It is an interesting paradox that higher education, through the theory, research and writing of its faculty, often provides many of the frameworks for innovation in K-12 education, yet often trails behind elementary and secondary education in adopting many of these innovations.  Assessment is a good example.  Although educational researchers and theorists in higher education promoted alternatives to the traditional approach to assessment still commonly found throughout our entire educational system, the systematic development of standards (or outcomes, as they are commonly referred to in higher education) and alternative assessments aligned to those standards is only recently being considered on a national level in higher education, and partly only because of significant prodding from external agencies (e.g., accrediting bodies).

The development of standards has been accompanied by an increased interest in reconsidering the types of assessments that will measures those statements of what students should know and be able to do.  The use of more traditional assessments (e.g., multiple-choice tests) reflects a philosophy that education is about students acquiring a certain body of knowledge and skills necessary to become productive citizens.  Alternatively, authentic assessment (or performance assessment) is predicated on the belief that students need to learn how to perform the meaningful tasks they will encounter as citizens, workers, etc.  In other words, acquiring a body of knowledge and skills is not sufficient.  Authentic learning and assessment emphasizes students’ need to learn and subsequently demonstrate the ability to apply the knowledge and skills in real-world or authentic contexts.

As more educators in higher education, following the lead of K-12, come to value authentic standards and assessments, more resources are needed to assist faculty in the development of such tools.  Thus, I wrote, created and published online the Authentic Assessment Toolbox to support learning about assessment for all educators.

What is Authentic Assessment?

Authentic assessment is a form of assessment in which students are asked to perform real-world tasks that demonstrate meaningful application of essential knowledge and skills.  Or, as Grant Wiggins (1993) describes it, authentic measures are “engaging and worthy problems or questions of importance, in which students must use knowledge to fashion performances effectively and creatively. The tasks are either replicas of or analogous to the kinds of problems faced by adult citizens and consumers or professionals in the field.”  Authentic tasks can range from analyzing a political cartoon to making observations of the natural world to computing the amount of paint needed to cover a particular room to performing in a chorale.

Similarly, authentic tasks can range from elaborate projects spanning several weeks to brief activities.  I have heard numerous teachers mistakenly equate authentic assessment with extensive assignments requiring considerable investment of time and effort for teacher and student alike.  Yet, adults often face many simpler and briefer tasks in their work or life for which we can prepare our students.  For example, I prepare my introductory psychology students to evaluate the many claims they will encounter in the media.  I want my students to be able to distinguish causal from correlational claims and to understand what types of evidence are necessary to support either type of claim.  Thus, I created a web page which lists headlines taken from scientific news stories reported in the media.  If students click on a headline it will take them to the story. I can use such a resource in a variety of ways to capture activities adults engage in on a regular basis.  For example, first I ask students to determine if a headline (e.g., “Low self-esteem ‘shrinks brains’”) is causal or correlational in nature.  Then, I ask them to determine if the research described in the article actually justifies such a claim. (Fortunately, as is often the case, the research in the self-esteem article was not consistent with the headline’s claim!)
+++
## STATED PROBLEM A
Quote everything in the passage on authentic assessment from "What is Authentic" down to "in a chorale.".
The text and the entries come from separate, unrelated sources.

## INPUT RECORDS
+++
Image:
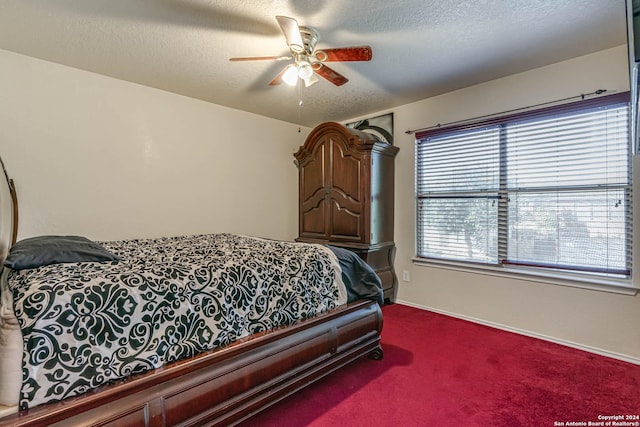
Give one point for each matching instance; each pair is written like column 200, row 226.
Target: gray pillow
column 45, row 250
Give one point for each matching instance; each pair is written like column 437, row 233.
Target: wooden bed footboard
column 226, row 386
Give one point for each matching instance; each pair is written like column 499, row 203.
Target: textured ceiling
column 421, row 48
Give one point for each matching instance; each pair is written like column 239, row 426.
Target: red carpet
column 442, row 371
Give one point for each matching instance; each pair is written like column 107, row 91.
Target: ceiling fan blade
column 331, row 75
column 291, row 32
column 355, row 53
column 261, row 58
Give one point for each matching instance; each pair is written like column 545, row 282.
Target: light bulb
column 304, row 70
column 290, row 75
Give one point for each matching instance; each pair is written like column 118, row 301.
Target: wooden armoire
column 346, row 192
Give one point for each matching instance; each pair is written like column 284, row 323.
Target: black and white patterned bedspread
column 85, row 324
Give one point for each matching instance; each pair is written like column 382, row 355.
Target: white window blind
column 550, row 189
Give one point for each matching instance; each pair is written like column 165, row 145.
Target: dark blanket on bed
column 359, row 278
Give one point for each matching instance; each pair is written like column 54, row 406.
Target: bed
column 172, row 366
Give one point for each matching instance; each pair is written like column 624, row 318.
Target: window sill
column 604, row 284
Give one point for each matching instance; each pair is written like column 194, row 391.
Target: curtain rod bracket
column 582, row 96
+++
## STATED PROBLEM B
Print everything in the entries from the line containing "284, row 323." down to the final line of the entries, with both of those lines included.

## TASK OUTPUT A
What is Authentic Assessment?

Authentic assessment is a form of assessment in which students are asked to perform real-world tasks that demonstrate meaningful application of essential knowledge and skills.  Or, as Grant Wiggins (1993) describes it, authentic measures are “engaging and worthy problems or questions of importance, in which students must use knowledge to fashion performances effectively and creatively. The tasks are either replicas of or analogous to the kinds of problems faced by adult citizens and consumers or professionals in the field.”  Authentic tasks can range from analyzing a political cartoon to making observations of the natural world to computing the amount of paint needed to cover a particular room to performing in a chorale.

## TASK OUTPUT B
Give one point for each matching instance; each pair is written like column 284, row 323.
Target: black and white patterned bedspread
column 85, row 324
Give one point for each matching instance; each pair is written like column 382, row 355.
Target: white window blind
column 550, row 189
Give one point for each matching instance; each pair is written like column 165, row 145.
Target: dark blanket on bed
column 359, row 278
Give one point for each matching instance; each pair is written like column 54, row 406.
Target: bed
column 172, row 366
Give one point for each matching instance; each pair is written like column 624, row 318.
Target: window sill
column 604, row 284
Give one point for each matching instance; each pair is written like column 194, row 391.
Target: curtain rod bracket
column 582, row 96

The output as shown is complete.